<<<<
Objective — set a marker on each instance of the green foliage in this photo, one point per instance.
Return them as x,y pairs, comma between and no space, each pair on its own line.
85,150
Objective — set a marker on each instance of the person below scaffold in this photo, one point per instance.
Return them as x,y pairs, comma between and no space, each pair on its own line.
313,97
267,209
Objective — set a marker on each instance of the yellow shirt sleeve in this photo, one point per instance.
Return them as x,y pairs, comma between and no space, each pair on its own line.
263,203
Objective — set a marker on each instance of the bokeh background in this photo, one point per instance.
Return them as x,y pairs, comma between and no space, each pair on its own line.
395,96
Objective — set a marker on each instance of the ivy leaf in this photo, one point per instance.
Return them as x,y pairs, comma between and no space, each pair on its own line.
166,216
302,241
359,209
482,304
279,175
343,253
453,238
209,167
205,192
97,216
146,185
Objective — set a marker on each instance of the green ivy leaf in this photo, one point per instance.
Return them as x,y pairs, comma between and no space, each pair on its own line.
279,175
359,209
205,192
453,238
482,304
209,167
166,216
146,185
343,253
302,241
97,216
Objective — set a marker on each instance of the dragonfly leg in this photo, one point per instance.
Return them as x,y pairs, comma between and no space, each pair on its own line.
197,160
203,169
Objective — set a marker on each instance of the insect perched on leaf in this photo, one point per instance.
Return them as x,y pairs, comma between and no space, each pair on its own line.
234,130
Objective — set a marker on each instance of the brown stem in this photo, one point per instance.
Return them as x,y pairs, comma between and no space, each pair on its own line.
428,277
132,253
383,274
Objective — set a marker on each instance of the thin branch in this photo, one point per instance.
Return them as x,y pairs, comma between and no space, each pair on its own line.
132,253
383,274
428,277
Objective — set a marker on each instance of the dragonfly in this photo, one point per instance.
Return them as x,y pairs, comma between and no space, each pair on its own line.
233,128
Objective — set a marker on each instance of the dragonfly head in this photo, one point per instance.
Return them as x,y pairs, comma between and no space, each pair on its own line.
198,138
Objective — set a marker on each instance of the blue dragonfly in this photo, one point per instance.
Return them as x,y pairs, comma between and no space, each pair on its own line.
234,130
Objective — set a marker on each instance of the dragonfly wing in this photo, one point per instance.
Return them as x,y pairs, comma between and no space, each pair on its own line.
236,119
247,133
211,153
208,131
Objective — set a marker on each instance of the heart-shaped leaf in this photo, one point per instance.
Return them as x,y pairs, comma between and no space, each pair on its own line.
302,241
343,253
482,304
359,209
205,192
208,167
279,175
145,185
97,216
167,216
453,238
>>>>
Please state how many lines in the material above include the word "dragonfly". Nothing but the number is wanted.

5